• **EXTRACT TO READ**:
--- --- ---

The fine art of science

Classical vocalist Subhendu Ghosh, who performs this evening, is researching the biology of emotions and aesthetics

February 07, 2014 05:32 pm | Updated May 18, 2016 06:44 am IST

Subhendu Ghosh

Subhendu Ghosh

“I am a performer and a scientist. I am trained in the Rampur gharana (of Hindustani music), but my field is neurobiology,” says vocalist Subhendu Ghosh. A disciple of Ustad Hafeez Ahmed Khan and Pandit Ramesh Nadkarni, the Delhi University professor says he found it increasingly difficult to maintain the two identities of scientist and musician. After all, if one is perceived as the dry man of facts, the other swims in universe of emotions that is raga music. But of late he has found a happy coalescence of the two.

Ghosh, who performs under the banner of his organisation Pratidhwani this Saturday evening in New Delhi, says, “What I am working on now is the biology of emotions and aesthetics” he explains that this research comes under a subject called social neuroscience. “Scientists feel that natural science has no social basis,” says the multifaceted professor, who also acts, directs and composes music for stage productions. His contention, among others, is that the way Indian people perceive and cognise or learn, is significantly different from the way people from other cultures do. A professor in DU’s Department of Biophysics, South Campus, he is engaged in researching “how we learn patterns, for example, musical/ auditory patterns, ragas, rhythms.”

His work spans numerous disciplines such as neuro-physiology, physics, computer science and psychology. In India we are too prone to compartmentalising science and arts, he states, and the reason we are practicing “mediocre science” is, “The way we are taught is very Western. We have simply copied the British. We have ignored cognitive science.”

--- --- ---

• **DATA EXTRACTS**:

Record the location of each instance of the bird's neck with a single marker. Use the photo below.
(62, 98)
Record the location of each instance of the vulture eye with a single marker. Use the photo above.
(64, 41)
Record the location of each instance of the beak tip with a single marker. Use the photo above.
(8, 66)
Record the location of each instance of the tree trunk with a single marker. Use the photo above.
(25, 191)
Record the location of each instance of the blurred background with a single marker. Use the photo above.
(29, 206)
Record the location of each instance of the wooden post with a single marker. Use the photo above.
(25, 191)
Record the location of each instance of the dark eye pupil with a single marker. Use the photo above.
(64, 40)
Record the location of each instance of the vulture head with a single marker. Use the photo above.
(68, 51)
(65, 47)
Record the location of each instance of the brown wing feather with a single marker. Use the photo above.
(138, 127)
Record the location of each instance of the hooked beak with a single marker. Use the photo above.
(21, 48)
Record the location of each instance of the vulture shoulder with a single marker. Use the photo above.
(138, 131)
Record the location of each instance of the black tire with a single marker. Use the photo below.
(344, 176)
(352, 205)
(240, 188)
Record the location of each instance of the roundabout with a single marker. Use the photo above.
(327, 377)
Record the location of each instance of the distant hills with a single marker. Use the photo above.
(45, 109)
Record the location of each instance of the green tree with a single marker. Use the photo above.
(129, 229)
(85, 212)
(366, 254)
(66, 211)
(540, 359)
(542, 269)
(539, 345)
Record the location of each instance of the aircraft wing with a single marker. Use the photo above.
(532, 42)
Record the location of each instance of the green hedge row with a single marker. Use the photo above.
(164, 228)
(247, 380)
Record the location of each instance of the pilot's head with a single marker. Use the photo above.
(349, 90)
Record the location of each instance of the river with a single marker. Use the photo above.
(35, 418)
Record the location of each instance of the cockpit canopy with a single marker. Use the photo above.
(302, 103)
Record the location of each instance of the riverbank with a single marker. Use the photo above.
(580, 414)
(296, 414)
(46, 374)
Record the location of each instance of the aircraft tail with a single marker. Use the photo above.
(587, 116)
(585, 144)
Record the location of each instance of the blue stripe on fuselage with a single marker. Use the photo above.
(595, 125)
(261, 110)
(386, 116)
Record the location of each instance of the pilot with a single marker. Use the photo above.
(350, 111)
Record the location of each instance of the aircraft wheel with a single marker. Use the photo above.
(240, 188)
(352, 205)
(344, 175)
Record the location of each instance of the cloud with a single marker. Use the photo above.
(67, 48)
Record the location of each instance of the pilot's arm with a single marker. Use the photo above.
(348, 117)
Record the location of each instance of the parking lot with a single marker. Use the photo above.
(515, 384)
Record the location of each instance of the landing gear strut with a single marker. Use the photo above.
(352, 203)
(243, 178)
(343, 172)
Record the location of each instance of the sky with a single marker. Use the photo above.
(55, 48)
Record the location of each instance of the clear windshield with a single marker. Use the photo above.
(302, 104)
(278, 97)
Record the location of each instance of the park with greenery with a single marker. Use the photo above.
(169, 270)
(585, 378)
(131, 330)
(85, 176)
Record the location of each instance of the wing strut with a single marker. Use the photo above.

--- --- ---

• **TASK REQUIREMENTS**:
(a) According to the article about Subhendu Ghosh, in which gharana of Hindustani music is he trained?
(b) Condense the paragraph of the article about Subhendu Ghosh that begins "Ghosh, who performs under the banner" into a bulleted list that keeps its main facts.
(c) Continue the article about Subhendu Ghosh from the point where it stops.

• **ANSWERS PROVIDED**:
(a) He is trained in the Rampur gharana.

(b)
- Ghosh performs this Saturday evening in New Delhi under the banner of his organization, Pratidhwani.
- He is researching the biology of emotions and aesthetics, which comes under social neuroscience.
- He says scientists feel that natural science has no social basis.
- He also acts, directs and composes music for stage productions.
- He contends that Indian people perceive, cognize and learn in ways significantly different from people of other cultures.
- As a professor in DU's Department of Biophysics, South Campus, he researches how we learn patterns such as musical or auditory patterns, ragas and rhythms.

(c)
But what does all this have to do with performance arts, after all? “As an artist I always want to relate to people,” says Ghosh. While still a student of Jawaharlal Nehru University, he states, he had formed Pratidhwani with like-minded friends. The organisation offers a spectrum of folk and popular programmes to reach out to the public at large. In the long term, says Ghosh, “Scientific rationality and cultural aesthetics and social relevance — these we are trying to build in a complex chemistry.”

Also performing this evening will be young sarod exponent Susmit Sil. Though Susmit inherited a tradition of tabla playing, he gravitated towards string instruments. He has trained in the sarod under Pandit Biswajit Roy Chowdhury, a disciple of Ustad Amjad Ali Khan and Pandit Mallikarjun Mansur. He has also learnt from Pramod Shankar, a disciple of Ustad Hafiz Ali Khan and Ustad Amjad Ali Khan. Susmit is now receiving advanced training from Sunil Mukherjee.

Pratidhwani presents a sarod recital by Susmit Sil and Hindustani vocal by Subhendu Ghosh, February 8, Triveni Kala Sangam, Tanssen Marg, Mandi House, New Delhi, 5.30 p.m.